Work required: Write out, word for word, every line from the one containing "Practice step: locate the white" through the last line of the records below, both ends included.

Data supplied:

--

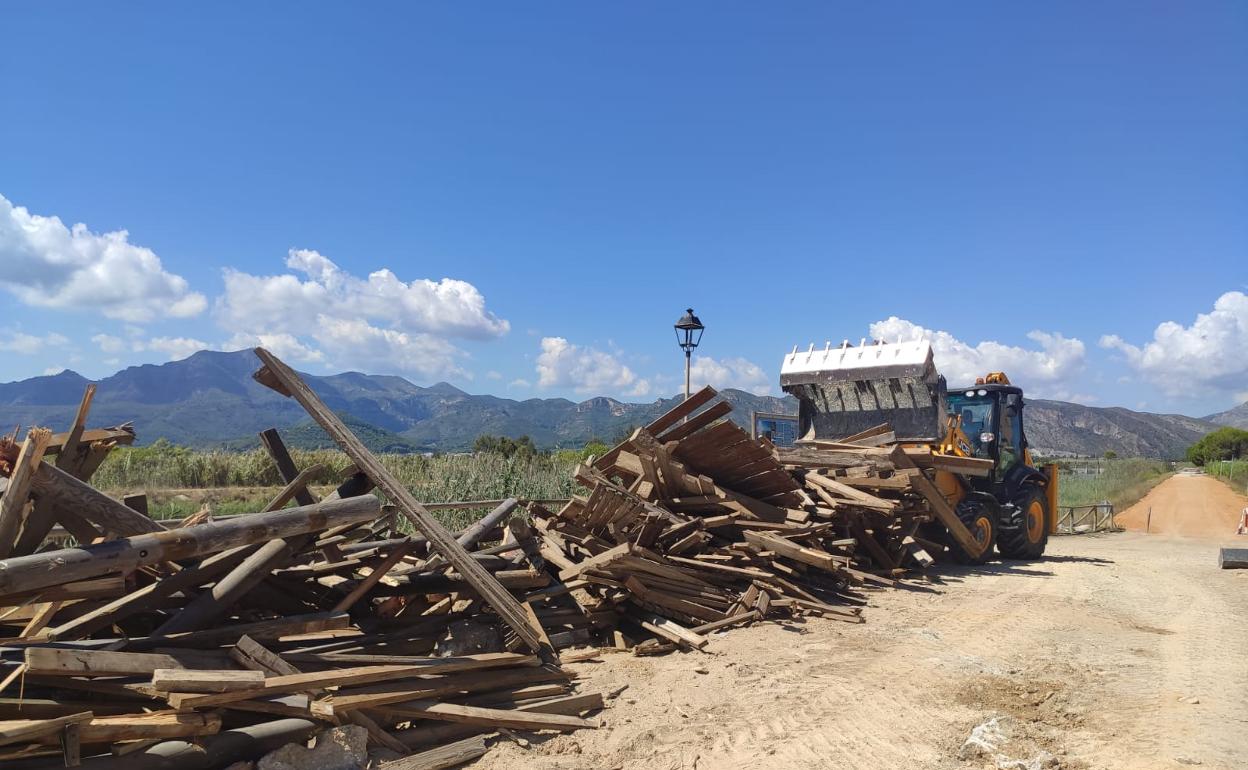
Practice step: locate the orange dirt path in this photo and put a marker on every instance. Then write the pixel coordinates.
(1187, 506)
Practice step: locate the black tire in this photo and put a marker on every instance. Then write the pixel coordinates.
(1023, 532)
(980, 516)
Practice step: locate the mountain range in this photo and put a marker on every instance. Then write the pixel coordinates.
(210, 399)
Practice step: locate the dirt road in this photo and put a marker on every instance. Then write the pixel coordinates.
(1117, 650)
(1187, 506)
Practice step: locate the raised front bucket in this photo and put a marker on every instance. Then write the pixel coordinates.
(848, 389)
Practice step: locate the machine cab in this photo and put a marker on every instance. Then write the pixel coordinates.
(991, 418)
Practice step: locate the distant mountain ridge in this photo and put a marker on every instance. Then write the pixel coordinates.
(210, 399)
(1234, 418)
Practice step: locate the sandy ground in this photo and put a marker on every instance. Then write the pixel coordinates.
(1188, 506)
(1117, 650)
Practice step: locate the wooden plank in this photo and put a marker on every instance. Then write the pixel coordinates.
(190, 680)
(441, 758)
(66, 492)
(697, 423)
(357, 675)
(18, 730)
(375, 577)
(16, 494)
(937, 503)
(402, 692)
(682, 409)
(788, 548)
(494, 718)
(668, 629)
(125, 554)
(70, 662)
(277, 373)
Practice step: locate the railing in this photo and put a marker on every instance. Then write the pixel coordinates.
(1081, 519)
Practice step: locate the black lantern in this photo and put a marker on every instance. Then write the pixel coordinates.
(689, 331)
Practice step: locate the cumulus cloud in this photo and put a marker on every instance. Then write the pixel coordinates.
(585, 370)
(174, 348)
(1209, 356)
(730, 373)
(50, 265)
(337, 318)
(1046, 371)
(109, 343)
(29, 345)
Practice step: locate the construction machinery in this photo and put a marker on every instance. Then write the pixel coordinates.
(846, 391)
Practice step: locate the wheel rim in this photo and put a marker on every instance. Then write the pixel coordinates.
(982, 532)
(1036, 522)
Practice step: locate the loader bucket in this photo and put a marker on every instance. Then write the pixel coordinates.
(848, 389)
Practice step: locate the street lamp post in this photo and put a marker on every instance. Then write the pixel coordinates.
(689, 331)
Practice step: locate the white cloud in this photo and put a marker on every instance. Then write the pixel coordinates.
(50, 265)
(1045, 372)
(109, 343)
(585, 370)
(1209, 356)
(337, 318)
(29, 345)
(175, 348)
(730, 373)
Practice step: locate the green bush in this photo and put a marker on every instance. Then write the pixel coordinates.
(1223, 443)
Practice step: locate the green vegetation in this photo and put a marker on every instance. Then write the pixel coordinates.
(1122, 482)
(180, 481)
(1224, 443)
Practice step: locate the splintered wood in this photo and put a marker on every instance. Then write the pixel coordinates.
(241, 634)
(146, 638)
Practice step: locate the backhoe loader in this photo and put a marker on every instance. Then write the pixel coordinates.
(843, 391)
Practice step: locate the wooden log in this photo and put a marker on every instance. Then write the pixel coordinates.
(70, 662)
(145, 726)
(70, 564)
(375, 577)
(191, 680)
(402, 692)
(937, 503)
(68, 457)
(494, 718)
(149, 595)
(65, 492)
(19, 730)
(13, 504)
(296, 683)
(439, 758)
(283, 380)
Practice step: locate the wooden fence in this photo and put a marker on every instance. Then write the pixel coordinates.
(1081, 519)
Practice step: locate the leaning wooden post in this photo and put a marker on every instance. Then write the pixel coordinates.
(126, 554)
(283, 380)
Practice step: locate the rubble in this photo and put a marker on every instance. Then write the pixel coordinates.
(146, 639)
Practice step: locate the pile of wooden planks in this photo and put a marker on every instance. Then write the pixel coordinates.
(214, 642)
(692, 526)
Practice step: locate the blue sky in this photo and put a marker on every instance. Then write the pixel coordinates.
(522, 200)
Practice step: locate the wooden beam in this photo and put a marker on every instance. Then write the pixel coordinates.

--

Completed exercise:
Practice step: locate the white cloud in this photo and put a marker on every instance. Then write the pixel coordinates.
(50, 265)
(1045, 372)
(109, 343)
(585, 370)
(1209, 356)
(337, 318)
(29, 345)
(175, 348)
(730, 373)
Practice step: locate the green bush in this photo and put a marker on every instance. Then write the pixel coordinates.
(1223, 443)
Practice step: locate the green vegetation in this photo and put a marker on every instance. Then write the pixel coordinates.
(1122, 482)
(180, 481)
(1224, 443)
Practice step: locate the splintered wood in this photo and put a marker on every instance. Then write the pixel coordinates.
(241, 634)
(146, 638)
Practice step: locate the backhoe loader in this photo and put a marker on every instance. Then write the pixel coordinates.
(843, 391)
Practice step: locate the wooden log in this photo and put a marker on every instance. Then write the pixel coordinates.
(70, 662)
(145, 726)
(70, 564)
(375, 577)
(191, 680)
(402, 692)
(937, 503)
(68, 457)
(494, 718)
(149, 595)
(65, 492)
(19, 730)
(13, 504)
(296, 683)
(439, 758)
(283, 380)
Practice step: locate the wooden fence in this photo and put a marker on every instance. Then write the pixel coordinates.
(1081, 519)
Practice step: locate the leaning wooden post in this photo and put a marker on every instance. Then write the pixel coordinates.
(126, 554)
(283, 380)
Practice step: locate the rubble in this photo and put a marker on every instance. Then write the pixel coordinates.
(146, 639)
Practice step: locate the pile of wooden planks in this photo and put a marker on every instance. Then write the pixel coordinates.
(214, 642)
(692, 526)
Practice step: locate the blue sky in this photo and put a marker on every instance. Then write the pixel coordinates.
(522, 200)
Practice step: locate the wooden beam in this photo and put a marker on every instance. Then write the pixel coordinates.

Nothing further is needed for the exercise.